→ Boundary annotation records
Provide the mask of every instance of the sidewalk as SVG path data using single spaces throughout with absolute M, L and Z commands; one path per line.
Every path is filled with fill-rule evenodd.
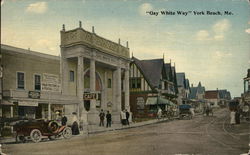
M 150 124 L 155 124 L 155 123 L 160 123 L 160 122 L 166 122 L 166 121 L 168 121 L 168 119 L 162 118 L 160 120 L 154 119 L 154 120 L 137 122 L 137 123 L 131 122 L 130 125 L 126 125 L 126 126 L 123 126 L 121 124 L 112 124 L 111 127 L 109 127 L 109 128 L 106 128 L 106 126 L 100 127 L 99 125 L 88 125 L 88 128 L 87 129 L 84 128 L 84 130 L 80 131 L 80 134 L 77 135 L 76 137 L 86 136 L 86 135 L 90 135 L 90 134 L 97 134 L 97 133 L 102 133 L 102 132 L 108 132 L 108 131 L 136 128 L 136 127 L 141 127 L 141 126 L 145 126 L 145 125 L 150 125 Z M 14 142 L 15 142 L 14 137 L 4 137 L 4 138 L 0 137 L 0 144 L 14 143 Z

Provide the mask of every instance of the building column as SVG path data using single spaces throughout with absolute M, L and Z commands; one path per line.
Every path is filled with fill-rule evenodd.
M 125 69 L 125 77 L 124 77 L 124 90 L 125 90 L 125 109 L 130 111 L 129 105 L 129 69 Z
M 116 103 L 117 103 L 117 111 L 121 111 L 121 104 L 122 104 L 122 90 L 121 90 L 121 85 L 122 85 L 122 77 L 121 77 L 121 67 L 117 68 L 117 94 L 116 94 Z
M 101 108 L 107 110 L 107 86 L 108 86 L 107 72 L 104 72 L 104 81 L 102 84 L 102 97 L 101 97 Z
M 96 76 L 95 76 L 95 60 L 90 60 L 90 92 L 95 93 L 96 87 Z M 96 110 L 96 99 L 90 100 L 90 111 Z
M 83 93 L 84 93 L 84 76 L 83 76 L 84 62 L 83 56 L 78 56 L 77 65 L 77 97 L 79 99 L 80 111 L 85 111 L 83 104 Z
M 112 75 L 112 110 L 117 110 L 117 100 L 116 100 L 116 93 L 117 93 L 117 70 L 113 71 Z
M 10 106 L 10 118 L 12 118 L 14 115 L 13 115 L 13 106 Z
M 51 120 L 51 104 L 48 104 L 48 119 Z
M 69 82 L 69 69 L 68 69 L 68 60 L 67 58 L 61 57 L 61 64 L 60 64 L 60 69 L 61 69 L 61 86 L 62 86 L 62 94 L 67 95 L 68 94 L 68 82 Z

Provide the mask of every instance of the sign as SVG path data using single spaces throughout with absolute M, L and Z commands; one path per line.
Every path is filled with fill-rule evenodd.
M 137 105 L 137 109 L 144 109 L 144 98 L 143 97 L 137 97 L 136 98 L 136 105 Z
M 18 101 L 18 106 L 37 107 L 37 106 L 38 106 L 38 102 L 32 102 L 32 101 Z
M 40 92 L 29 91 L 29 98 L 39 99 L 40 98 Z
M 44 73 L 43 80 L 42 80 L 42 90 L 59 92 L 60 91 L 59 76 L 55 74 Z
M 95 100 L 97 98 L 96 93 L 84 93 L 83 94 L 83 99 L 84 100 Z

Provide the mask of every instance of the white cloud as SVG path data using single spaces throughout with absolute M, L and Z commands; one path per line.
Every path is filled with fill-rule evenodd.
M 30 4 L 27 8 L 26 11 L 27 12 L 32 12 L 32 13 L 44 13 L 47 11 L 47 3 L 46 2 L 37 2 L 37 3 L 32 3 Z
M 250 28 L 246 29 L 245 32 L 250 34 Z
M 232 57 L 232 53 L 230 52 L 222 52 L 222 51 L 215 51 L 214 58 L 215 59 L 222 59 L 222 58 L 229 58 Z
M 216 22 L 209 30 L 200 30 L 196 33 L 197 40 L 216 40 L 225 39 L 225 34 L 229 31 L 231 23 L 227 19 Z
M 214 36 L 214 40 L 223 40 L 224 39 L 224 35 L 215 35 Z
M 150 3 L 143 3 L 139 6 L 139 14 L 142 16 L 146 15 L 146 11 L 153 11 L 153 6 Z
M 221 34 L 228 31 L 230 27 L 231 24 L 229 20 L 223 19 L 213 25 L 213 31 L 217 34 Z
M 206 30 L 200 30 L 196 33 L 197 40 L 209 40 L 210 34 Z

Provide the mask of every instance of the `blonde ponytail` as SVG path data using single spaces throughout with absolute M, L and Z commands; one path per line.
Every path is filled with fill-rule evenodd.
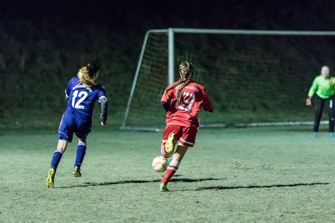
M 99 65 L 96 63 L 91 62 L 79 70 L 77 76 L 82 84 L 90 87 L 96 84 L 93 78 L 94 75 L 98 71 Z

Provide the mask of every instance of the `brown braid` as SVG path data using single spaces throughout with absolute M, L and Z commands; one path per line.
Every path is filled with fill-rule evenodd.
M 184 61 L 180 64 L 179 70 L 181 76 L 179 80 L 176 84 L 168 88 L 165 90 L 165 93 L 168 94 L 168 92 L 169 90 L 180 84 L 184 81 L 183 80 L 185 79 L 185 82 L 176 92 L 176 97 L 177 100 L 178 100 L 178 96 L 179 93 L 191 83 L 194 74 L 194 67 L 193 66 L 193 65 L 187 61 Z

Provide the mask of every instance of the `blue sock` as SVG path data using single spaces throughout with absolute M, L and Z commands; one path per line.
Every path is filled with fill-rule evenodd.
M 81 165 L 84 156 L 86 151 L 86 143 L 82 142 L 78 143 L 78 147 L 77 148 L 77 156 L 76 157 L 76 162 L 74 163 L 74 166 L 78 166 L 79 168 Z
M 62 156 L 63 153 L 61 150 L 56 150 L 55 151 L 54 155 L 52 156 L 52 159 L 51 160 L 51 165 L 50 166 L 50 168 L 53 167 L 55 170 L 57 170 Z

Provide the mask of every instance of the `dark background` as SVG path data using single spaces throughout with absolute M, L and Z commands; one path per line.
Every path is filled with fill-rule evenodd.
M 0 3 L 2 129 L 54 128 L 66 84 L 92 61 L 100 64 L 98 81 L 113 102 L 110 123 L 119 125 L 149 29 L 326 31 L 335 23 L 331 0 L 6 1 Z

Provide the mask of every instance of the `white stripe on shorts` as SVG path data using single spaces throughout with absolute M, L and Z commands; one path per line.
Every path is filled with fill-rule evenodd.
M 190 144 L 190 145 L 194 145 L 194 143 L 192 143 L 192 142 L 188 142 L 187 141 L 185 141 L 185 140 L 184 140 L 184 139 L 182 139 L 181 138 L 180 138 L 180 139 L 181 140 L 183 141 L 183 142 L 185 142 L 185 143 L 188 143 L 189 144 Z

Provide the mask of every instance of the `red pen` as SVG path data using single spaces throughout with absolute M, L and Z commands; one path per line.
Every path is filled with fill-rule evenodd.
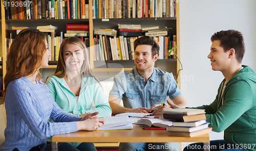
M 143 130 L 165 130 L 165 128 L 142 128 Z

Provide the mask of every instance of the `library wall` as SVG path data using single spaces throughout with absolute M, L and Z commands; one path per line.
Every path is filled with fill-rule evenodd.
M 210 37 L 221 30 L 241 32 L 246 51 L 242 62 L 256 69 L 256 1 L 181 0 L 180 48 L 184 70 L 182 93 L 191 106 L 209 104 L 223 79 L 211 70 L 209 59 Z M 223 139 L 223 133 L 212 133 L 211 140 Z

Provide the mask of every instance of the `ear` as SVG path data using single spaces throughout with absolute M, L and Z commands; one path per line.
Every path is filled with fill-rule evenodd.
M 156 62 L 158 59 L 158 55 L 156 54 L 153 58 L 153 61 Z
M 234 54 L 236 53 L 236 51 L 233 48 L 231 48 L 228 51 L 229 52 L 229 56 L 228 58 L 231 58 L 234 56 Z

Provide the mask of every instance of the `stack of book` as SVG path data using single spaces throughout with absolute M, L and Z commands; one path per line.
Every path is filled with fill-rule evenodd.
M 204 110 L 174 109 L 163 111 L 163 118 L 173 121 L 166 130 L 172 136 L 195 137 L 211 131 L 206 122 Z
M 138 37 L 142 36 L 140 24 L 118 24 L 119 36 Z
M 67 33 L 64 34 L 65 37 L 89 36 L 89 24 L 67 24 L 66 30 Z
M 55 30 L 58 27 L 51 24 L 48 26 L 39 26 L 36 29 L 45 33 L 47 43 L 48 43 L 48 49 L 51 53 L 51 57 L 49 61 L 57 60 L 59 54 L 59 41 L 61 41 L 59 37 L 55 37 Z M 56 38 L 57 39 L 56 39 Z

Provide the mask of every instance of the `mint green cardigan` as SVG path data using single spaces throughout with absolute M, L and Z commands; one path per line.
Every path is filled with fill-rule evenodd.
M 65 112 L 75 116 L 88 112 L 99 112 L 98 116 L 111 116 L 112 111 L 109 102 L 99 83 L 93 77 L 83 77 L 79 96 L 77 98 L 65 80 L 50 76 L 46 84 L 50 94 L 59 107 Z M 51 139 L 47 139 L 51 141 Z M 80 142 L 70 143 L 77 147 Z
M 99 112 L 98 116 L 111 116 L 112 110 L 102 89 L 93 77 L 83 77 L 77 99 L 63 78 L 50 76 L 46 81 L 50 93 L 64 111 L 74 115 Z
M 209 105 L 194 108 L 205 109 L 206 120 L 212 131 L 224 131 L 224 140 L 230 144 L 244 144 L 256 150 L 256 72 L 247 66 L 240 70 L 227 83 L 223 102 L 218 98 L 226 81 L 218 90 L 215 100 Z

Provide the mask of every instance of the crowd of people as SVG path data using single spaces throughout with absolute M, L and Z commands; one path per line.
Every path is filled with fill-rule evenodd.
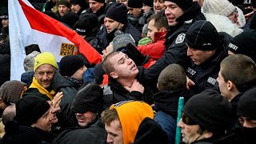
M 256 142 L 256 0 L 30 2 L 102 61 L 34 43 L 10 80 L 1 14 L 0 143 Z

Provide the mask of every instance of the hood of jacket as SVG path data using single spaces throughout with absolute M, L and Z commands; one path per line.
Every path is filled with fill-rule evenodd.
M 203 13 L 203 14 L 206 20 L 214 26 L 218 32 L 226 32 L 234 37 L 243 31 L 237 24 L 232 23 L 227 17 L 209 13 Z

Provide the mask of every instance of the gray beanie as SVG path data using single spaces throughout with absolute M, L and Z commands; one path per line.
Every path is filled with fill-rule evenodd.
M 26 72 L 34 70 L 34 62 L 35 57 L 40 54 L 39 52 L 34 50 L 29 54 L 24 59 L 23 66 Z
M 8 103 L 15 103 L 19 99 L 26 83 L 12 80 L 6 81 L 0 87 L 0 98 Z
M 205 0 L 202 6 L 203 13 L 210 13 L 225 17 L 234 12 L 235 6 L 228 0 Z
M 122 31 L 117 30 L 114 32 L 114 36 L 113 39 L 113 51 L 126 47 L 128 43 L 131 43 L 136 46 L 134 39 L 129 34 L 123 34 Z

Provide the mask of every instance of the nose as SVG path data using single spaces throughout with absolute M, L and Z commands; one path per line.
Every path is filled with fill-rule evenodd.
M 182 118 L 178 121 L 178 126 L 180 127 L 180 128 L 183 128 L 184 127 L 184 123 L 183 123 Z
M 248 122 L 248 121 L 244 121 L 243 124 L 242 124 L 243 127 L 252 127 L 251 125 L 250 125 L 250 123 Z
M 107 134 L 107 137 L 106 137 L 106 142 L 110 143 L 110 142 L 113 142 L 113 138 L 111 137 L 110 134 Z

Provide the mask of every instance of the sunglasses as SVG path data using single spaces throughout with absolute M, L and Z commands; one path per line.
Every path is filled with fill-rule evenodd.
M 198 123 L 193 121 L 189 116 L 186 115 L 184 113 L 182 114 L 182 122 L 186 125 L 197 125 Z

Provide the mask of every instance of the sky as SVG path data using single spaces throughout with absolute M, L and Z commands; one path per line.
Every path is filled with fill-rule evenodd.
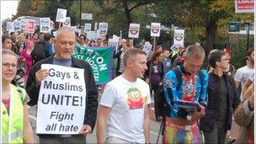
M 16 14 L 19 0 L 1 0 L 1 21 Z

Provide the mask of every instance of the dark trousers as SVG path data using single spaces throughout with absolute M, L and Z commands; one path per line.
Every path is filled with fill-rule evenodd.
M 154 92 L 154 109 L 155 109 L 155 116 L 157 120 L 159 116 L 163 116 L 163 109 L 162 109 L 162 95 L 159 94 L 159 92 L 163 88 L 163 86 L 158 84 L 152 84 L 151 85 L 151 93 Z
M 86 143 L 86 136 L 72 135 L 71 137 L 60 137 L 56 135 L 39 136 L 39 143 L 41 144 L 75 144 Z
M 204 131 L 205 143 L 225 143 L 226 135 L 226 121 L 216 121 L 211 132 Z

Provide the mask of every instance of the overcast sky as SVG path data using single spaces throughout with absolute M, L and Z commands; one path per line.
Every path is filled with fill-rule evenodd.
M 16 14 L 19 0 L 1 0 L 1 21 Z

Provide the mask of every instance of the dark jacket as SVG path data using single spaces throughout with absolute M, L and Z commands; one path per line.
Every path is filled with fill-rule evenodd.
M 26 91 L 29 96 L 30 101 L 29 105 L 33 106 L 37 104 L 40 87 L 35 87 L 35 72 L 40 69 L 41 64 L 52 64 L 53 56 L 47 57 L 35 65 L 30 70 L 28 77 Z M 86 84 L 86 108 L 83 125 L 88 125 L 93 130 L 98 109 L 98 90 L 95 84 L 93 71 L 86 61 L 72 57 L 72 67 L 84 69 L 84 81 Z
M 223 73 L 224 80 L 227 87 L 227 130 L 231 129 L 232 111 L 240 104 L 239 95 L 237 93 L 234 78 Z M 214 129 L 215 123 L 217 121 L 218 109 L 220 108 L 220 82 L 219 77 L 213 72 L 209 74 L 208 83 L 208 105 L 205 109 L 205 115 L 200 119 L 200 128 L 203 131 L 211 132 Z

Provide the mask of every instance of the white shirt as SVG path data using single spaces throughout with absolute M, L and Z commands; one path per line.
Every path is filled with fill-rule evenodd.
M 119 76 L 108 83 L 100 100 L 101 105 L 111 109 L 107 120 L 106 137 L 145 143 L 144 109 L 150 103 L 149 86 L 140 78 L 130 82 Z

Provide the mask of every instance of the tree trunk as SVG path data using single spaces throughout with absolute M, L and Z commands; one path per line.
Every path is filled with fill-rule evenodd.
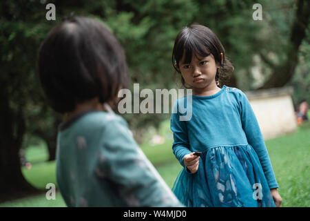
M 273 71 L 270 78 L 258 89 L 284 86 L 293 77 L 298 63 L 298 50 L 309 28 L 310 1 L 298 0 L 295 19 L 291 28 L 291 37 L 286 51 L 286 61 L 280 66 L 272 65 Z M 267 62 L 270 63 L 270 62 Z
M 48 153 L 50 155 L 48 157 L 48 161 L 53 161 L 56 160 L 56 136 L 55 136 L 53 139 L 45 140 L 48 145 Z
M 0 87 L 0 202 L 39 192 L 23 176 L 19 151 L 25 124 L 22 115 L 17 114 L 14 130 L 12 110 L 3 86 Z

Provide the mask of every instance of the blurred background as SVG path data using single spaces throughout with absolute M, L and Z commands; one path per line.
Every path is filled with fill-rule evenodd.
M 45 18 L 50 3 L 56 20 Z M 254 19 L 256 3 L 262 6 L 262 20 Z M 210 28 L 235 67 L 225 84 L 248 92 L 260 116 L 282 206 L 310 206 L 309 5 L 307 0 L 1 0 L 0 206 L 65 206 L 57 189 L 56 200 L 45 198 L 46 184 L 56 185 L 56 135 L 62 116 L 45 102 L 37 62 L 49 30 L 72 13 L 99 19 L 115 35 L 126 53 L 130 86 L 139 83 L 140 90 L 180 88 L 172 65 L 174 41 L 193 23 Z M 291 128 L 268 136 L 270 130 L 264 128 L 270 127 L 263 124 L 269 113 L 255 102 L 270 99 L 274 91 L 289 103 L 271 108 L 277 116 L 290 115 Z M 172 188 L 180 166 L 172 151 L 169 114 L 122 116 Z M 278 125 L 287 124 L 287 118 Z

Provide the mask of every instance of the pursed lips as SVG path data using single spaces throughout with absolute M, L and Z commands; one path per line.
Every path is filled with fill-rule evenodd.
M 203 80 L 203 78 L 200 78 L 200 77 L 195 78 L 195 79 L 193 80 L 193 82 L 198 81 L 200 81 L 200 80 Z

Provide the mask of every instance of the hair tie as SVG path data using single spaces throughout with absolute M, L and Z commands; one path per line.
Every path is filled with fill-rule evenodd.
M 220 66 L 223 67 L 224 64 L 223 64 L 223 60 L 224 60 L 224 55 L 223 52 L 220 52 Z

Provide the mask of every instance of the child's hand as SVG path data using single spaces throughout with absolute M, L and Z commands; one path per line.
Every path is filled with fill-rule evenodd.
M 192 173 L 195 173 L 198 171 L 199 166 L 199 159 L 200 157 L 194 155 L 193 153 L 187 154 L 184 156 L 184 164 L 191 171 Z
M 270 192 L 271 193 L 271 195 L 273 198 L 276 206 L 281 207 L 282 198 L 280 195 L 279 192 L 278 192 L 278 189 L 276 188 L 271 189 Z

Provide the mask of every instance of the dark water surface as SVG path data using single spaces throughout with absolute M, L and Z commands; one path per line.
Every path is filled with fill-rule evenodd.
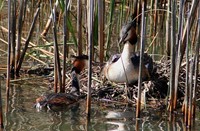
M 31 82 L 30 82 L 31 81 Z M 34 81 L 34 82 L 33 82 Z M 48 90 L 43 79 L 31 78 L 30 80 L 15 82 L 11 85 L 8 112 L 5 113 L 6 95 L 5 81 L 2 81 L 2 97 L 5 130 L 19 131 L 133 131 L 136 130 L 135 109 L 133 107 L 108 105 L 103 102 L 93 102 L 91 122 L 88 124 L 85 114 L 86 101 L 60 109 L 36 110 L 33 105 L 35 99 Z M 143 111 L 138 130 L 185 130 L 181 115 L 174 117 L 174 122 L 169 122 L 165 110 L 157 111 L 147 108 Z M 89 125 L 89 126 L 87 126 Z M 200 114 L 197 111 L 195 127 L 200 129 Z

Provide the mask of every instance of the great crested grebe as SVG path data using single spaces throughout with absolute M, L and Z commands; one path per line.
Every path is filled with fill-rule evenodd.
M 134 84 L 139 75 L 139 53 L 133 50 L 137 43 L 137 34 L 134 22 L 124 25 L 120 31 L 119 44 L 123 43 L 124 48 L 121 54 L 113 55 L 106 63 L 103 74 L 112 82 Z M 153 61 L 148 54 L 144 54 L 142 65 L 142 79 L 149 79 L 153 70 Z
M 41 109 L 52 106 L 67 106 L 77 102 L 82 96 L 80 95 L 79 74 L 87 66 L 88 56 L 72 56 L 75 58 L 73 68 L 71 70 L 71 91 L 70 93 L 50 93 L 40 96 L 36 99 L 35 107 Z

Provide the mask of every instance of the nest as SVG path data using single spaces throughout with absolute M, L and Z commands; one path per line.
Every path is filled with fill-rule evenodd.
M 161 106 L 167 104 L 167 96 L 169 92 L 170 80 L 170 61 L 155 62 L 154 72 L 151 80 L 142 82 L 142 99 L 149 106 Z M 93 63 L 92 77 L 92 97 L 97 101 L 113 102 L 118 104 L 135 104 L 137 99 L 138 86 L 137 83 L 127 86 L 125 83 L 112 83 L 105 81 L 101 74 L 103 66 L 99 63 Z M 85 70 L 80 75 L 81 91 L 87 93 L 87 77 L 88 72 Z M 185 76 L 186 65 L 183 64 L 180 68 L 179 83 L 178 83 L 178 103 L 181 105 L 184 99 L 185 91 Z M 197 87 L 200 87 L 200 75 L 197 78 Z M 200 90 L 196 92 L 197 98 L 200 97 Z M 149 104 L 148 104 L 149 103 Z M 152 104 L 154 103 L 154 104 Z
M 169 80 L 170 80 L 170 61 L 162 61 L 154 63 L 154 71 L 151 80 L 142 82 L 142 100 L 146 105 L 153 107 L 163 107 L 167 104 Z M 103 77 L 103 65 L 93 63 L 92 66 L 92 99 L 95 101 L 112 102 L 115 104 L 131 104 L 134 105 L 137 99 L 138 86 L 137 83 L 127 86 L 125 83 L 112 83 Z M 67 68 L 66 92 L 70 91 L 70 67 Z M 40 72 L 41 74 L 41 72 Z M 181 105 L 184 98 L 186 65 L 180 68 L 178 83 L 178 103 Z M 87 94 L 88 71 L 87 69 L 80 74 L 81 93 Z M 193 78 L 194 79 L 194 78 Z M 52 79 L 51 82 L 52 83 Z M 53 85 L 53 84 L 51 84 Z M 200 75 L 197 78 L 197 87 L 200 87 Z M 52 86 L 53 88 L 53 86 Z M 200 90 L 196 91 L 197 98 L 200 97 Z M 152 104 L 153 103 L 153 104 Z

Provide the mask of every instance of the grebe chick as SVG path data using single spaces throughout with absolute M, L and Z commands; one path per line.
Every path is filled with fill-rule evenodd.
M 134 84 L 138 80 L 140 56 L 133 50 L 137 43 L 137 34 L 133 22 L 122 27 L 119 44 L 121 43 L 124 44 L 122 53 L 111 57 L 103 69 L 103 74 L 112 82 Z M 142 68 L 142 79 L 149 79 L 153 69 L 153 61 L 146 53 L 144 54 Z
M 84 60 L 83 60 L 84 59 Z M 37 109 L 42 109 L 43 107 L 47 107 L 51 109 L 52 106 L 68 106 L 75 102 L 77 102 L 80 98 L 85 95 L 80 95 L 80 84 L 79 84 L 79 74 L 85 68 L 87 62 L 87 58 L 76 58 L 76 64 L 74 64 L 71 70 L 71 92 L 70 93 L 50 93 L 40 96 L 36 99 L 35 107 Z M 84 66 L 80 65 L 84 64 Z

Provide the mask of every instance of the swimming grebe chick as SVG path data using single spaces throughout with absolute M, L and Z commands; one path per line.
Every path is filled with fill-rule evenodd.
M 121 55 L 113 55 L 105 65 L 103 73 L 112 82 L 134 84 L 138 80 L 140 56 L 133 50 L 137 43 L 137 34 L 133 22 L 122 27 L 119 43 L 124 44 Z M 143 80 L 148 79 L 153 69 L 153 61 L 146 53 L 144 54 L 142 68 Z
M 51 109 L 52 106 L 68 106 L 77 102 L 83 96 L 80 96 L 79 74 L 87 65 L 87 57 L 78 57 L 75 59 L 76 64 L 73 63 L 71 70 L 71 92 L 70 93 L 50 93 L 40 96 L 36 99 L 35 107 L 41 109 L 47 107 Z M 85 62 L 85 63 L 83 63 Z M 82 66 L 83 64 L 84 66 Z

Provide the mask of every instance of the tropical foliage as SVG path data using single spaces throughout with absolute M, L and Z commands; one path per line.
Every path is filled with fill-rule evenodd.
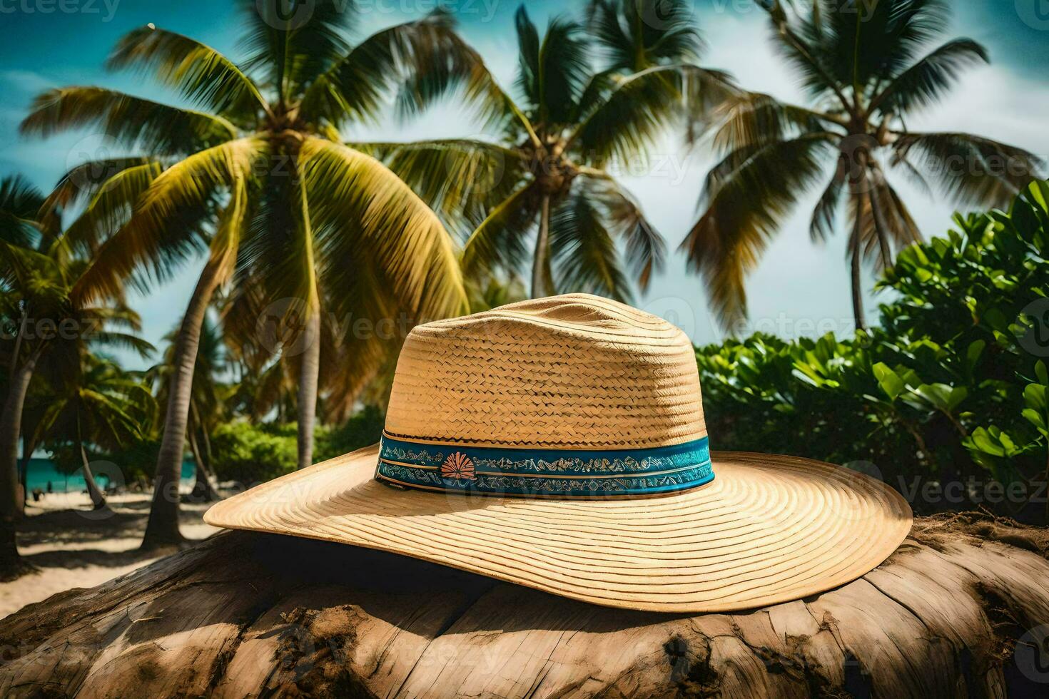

→ Objective
Rewrite everything from the line containing "Provide the mask of every instance of the sign" down to the line containing "M 95 100 L 97", both ends included, and keep the request lines unchanged. In the path data, multiply every coordinate by 2.55 and round it to a whole number, rounding halves up.

→ The output
Provide the mask of every instance of the sign as SVG path data using single spaces throughout with absolute M, L and Z commands; one path per line.
Every path is filled with fill-rule evenodd.
M 349 268 L 349 278 L 367 278 L 367 250 L 365 247 L 349 247 L 347 250 L 347 268 Z
M 46 258 L 46 270 L 94 273 L 94 270 L 97 270 L 97 260 L 82 260 L 82 258 Z
M 102 235 L 74 232 L 74 250 L 99 252 L 102 250 Z
M 112 186 L 110 204 L 107 204 L 107 230 L 150 235 L 153 232 L 150 194 L 140 189 Z
M 242 255 L 247 250 L 245 237 L 214 237 L 212 240 L 212 252 L 214 255 Z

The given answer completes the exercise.